**SOURCE DOCUMENT:**
One in 10 men and one in 20 women who travel internationally from Great Britain find new sexual partners abroad, according to two new studies.
Sexually transmitted infection and HIV prevalence is higher in certain parts of the world, so some overseas partnerships may be riskier than others, said the lead author of one paper.
"When people travel from home they have the opportunity to meet new people and, depending on why they are traveling, may feel less constrained by social taboos controlling sexual expression," said Dr. Clare Tanton of the Research Department of Infection and Population Health at University College London.
Tanton and colleagues analyzed responses to the British National Survey of Sexual Attitudes and Lifestyles between 2010 and 2012. Of more than 15,000 adults living in Britain who responded, over 12,000 said they had at least one sexual partner within the previous five years. About 1,000 said they had sex with a new partner while traveling overseas.
This was slightly more common for men and women under age 35, but even for those over age 35, one in 20 men and one in 40 women said they had "hooked up" abroad.
"We found that a similar proportion of people reported having had sex for the first time while overseas in our latest survey (carried out 2010-2012) as we found in the previous survey (carried out 1999-2001)," Tanton said by email.
In the more recent survey, those who had sex overseas tended to have more sexual partners total, and were less likely to use condoms in general and more likely to use drugs or alcohol than others. They were also more likely to have been to a sexual health clinic or have been tested for HIV in the past five years, according to the results in Sexually Transmitted Infections.
"Unfortunately we don't know what proportion of this sex while overseas was protected but other studies of travelers and STI clinic attendees suggest that a sizable proportion of it probably wasn't," Tanton said. "I'd like to see people think about buying and packing condoms in the same way they do for suntan lotion as part of their travel preparation."
Only one third of men and 40 percent of women who reported a partner while overseas had been to a sexual health clinic in the past five years, so improvements can still be made, she said.

**COMPLETE THE FOLLOWING:**
**a)** In the article about British travelers finding new sexual partners abroad, what did Dr. Clare Tanton suggest people pack along with suntan lotion?
**b)** Retype the article on British travelers' sexual partners abroad, everything from "Only one third" down to "made, she said.".
**c)** Write what comes next in the article on British travelers' sexual partners abroad, continuing after its final sentence.

**ENTRIES SHOWN:**
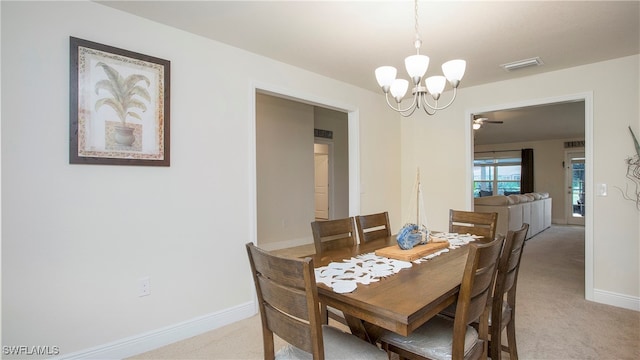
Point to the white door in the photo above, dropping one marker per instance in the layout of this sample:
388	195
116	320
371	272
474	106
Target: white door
321	160
575	200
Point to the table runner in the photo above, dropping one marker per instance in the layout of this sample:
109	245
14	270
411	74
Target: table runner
345	276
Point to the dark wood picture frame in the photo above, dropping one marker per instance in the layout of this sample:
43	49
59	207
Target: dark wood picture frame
119	106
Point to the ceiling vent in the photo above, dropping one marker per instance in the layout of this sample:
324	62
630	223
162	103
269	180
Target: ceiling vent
522	64
572	144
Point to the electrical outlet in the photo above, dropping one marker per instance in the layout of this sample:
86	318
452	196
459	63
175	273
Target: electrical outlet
144	286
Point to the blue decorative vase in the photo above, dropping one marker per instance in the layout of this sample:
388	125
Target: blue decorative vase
411	235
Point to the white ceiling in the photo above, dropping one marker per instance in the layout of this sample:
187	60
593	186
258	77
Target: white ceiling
347	40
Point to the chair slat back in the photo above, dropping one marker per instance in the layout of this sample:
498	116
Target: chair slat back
333	234
288	301
475	223
510	260
506	284
373	226
473	299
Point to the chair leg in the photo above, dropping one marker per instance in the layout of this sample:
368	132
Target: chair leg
324	314
511	340
495	345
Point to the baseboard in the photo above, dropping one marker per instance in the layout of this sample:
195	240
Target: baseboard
151	340
615	299
286	244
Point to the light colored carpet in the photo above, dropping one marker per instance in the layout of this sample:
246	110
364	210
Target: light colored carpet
553	319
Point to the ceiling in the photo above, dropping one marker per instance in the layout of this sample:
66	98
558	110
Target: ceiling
347	40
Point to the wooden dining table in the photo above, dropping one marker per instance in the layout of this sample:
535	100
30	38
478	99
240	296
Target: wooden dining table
400	302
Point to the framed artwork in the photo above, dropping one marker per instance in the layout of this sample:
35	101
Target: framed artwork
119	106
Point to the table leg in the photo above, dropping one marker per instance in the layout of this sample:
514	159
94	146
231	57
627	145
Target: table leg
366	331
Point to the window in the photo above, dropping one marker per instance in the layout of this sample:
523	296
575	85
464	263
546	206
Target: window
497	174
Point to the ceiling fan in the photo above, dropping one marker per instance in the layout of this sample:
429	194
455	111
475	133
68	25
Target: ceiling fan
478	121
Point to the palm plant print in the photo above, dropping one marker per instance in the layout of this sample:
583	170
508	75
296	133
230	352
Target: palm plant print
126	93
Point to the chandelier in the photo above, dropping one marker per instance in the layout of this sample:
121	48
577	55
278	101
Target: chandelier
416	68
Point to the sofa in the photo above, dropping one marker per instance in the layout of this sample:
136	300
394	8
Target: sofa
516	209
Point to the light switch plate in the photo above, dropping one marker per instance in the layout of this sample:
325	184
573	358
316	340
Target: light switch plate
602	189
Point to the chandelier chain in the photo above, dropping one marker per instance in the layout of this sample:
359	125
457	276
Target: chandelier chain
418	41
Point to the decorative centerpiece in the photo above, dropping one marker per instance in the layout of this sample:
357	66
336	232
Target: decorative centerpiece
411	235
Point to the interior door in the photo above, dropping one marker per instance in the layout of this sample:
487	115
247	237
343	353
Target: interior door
321	161
574	174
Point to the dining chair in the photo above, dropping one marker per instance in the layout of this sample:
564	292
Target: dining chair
289	307
333	234
475	223
443	338
503	307
373	226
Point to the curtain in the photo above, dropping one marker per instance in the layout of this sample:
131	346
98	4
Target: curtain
526	179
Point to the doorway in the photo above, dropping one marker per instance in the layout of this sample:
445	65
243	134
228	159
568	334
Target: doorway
322	155
587	101
575	184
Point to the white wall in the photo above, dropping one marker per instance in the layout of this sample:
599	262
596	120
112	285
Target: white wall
76	238
440	143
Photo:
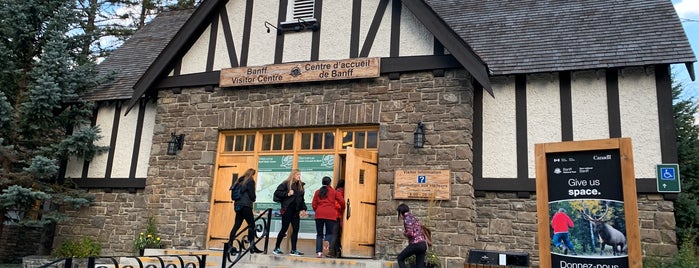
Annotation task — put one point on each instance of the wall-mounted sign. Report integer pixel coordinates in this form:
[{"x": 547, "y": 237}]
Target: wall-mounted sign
[
  {"x": 587, "y": 207},
  {"x": 301, "y": 72},
  {"x": 422, "y": 184}
]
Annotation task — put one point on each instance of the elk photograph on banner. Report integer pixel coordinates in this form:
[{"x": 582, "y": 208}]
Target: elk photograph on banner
[{"x": 590, "y": 205}]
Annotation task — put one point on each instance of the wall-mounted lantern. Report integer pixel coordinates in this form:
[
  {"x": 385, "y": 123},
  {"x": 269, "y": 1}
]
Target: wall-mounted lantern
[
  {"x": 175, "y": 143},
  {"x": 419, "y": 136}
]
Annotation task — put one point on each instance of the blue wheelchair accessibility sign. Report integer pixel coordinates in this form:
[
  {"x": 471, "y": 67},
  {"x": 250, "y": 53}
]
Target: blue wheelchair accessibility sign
[{"x": 668, "y": 178}]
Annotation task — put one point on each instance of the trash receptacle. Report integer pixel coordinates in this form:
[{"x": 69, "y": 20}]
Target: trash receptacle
[{"x": 485, "y": 258}]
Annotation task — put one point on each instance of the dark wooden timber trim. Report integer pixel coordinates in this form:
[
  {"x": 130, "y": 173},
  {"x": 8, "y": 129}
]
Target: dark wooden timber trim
[
  {"x": 245, "y": 46},
  {"x": 178, "y": 45},
  {"x": 668, "y": 133},
  {"x": 86, "y": 183},
  {"x": 521, "y": 126},
  {"x": 213, "y": 34},
  {"x": 137, "y": 138},
  {"x": 315, "y": 39},
  {"x": 93, "y": 122},
  {"x": 228, "y": 35},
  {"x": 374, "y": 28},
  {"x": 612, "y": 81},
  {"x": 438, "y": 47},
  {"x": 451, "y": 41},
  {"x": 388, "y": 66},
  {"x": 396, "y": 10},
  {"x": 354, "y": 31},
  {"x": 112, "y": 141},
  {"x": 477, "y": 132},
  {"x": 564, "y": 79},
  {"x": 279, "y": 49}
]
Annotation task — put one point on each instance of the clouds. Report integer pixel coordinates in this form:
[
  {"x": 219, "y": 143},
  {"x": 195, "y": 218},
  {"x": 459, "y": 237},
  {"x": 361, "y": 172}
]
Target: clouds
[{"x": 687, "y": 9}]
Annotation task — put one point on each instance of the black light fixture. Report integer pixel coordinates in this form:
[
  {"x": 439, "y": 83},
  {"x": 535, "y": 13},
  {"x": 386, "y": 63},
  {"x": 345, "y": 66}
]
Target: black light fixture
[
  {"x": 175, "y": 143},
  {"x": 419, "y": 136}
]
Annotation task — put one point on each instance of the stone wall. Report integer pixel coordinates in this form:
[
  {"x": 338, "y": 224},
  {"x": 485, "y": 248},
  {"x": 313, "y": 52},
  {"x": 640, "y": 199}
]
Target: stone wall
[
  {"x": 178, "y": 187},
  {"x": 507, "y": 223}
]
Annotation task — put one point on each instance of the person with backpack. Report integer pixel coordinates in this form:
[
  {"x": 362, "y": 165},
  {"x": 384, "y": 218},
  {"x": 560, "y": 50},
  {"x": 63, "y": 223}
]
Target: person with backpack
[
  {"x": 290, "y": 194},
  {"x": 417, "y": 244},
  {"x": 335, "y": 245},
  {"x": 324, "y": 201},
  {"x": 243, "y": 194}
]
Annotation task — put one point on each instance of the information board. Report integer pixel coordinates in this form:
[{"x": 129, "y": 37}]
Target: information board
[{"x": 586, "y": 190}]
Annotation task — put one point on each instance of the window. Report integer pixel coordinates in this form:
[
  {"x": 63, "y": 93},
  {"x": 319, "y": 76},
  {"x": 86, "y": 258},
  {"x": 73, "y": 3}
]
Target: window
[{"x": 300, "y": 9}]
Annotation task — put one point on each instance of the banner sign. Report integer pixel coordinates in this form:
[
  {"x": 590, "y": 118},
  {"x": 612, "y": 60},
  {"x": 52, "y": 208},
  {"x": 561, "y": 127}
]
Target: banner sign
[
  {"x": 301, "y": 72},
  {"x": 422, "y": 184},
  {"x": 587, "y": 205}
]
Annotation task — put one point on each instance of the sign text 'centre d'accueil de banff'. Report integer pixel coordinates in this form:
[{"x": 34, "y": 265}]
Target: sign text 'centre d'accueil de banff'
[{"x": 301, "y": 72}]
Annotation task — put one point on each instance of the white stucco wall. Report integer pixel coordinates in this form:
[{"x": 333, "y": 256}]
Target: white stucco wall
[
  {"x": 335, "y": 35},
  {"x": 262, "y": 43},
  {"x": 335, "y": 30},
  {"x": 415, "y": 39},
  {"x": 195, "y": 59},
  {"x": 146, "y": 140},
  {"x": 105, "y": 118},
  {"x": 543, "y": 113},
  {"x": 589, "y": 101},
  {"x": 499, "y": 130},
  {"x": 639, "y": 118}
]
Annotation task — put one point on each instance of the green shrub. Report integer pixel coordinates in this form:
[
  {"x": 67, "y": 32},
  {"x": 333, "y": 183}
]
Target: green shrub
[
  {"x": 687, "y": 257},
  {"x": 82, "y": 248}
]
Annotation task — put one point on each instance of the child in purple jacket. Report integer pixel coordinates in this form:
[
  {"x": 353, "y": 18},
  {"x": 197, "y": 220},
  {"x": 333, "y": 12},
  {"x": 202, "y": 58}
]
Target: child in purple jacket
[{"x": 416, "y": 239}]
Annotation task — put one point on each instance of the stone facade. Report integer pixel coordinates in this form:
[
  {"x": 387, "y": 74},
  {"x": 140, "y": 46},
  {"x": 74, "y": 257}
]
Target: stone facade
[{"x": 178, "y": 187}]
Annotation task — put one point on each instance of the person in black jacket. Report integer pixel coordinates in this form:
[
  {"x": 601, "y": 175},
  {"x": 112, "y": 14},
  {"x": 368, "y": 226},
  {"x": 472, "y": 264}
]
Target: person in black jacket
[
  {"x": 291, "y": 192},
  {"x": 243, "y": 210}
]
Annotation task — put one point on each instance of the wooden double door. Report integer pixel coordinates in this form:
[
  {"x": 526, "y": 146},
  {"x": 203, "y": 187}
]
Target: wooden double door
[{"x": 359, "y": 168}]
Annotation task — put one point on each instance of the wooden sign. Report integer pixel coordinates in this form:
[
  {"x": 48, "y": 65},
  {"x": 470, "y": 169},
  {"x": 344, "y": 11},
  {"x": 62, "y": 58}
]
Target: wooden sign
[
  {"x": 301, "y": 72},
  {"x": 422, "y": 184},
  {"x": 587, "y": 207}
]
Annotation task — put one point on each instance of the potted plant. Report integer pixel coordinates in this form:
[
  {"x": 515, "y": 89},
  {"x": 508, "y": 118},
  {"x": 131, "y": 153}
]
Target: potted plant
[{"x": 147, "y": 239}]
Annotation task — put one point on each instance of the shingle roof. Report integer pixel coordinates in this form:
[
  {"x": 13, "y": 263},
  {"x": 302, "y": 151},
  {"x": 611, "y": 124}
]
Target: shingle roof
[
  {"x": 132, "y": 58},
  {"x": 528, "y": 36}
]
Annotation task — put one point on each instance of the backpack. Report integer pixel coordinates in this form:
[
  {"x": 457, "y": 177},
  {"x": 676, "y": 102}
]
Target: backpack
[
  {"x": 236, "y": 191},
  {"x": 428, "y": 235}
]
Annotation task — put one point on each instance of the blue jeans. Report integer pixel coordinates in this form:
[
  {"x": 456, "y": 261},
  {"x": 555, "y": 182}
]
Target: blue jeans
[
  {"x": 562, "y": 237},
  {"x": 321, "y": 226}
]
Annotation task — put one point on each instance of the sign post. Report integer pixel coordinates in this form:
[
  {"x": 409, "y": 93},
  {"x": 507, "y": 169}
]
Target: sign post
[{"x": 668, "y": 178}]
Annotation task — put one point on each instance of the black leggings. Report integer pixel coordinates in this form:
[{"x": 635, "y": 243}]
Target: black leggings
[
  {"x": 417, "y": 249},
  {"x": 245, "y": 213},
  {"x": 289, "y": 217}
]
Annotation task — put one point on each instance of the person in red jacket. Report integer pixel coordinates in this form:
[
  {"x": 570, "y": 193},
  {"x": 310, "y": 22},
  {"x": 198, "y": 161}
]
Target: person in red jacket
[
  {"x": 323, "y": 204},
  {"x": 560, "y": 223}
]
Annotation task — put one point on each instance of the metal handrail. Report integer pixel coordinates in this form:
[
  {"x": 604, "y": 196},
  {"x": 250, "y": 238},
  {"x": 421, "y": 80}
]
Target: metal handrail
[
  {"x": 91, "y": 262},
  {"x": 241, "y": 249}
]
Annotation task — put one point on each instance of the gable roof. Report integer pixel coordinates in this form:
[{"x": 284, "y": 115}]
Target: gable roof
[
  {"x": 131, "y": 59},
  {"x": 529, "y": 36}
]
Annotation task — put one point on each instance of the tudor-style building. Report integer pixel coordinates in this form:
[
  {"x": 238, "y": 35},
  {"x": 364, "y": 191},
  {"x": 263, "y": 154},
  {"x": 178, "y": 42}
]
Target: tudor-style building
[{"x": 488, "y": 79}]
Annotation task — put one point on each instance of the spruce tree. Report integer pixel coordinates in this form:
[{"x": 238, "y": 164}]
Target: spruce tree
[
  {"x": 43, "y": 121},
  {"x": 687, "y": 205}
]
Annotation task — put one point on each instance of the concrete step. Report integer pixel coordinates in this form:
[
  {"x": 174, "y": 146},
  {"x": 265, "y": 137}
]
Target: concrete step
[{"x": 214, "y": 259}]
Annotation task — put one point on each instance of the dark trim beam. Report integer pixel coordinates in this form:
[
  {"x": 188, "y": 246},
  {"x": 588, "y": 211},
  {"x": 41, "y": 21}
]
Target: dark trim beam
[{"x": 388, "y": 65}]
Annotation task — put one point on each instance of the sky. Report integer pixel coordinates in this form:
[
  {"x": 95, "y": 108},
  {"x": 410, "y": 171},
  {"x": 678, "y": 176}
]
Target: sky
[{"x": 688, "y": 11}]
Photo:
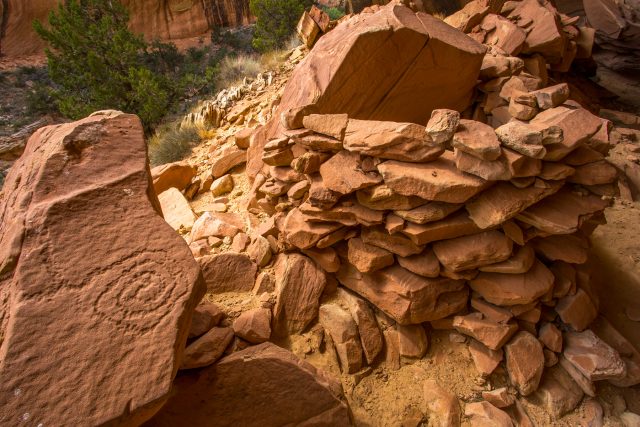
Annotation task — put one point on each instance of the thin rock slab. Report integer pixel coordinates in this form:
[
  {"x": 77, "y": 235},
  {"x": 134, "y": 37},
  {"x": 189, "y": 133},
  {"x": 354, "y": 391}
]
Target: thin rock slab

**WRITTEN RESPONSES:**
**a)** Condoms.

**b)**
Only one third of men and 40 percent of women who reported a partner while overseas had been to a sexual health clinic in the past five years, so improvements can still be made, she said.

**c)**
One in four men who reported having a new non-UK-resident sex partner said they had paid for sex within the past five years.
Another study in the same issue of the journal surveyed international backpackers visiting the islands of Thailand in 2013, more than half of whom were traveling without a sexual partner, and 40 percent of whom said they had sex with a new partner during the trip - often another backpacker.
Many of the travelers reported never or inconsistently using condoms, most often those from Britain or Sweden.
"The results demonstrate a mechanism by which disease may be spread from one population to another," said Christopher Lewis of the Institute of Clinical Sciences, College of Medical and Dental Sciences, at the University of Birmingham, who coauthored the second study.
"This is a particular concern as we see the emergence of antibiotic-resistant strains of gonorrhea in some parts of the world, and our worry is that gonorrhea may become an untreatable infection," he told Reuters Health by email.
Unprotected sex can lead to unplanned pregnancy, HIV infection and infertility, he said.
"Consistent condom use is the most effective means of preventing the spread of disease during intercourse," Lewis said. "We encourage all backpackers, irrespective of age and gender, to pack (and use!) condoms on their travels."
Sex may be the main purpose of travel for some people who choose to travel to Thailand, said Dr. Alberto Matteelli, of the Infectious and Tropical Diseases Clinic at the University of Brescia in Italy, who coauthored an editorial in the journal.
"There is nothing wrong with Thailand," Matteelli told Reuters Health by email. "What is wrong is the business of sex that is built at the expenses of the dignity and life of many people including a significant proportion of adolescents."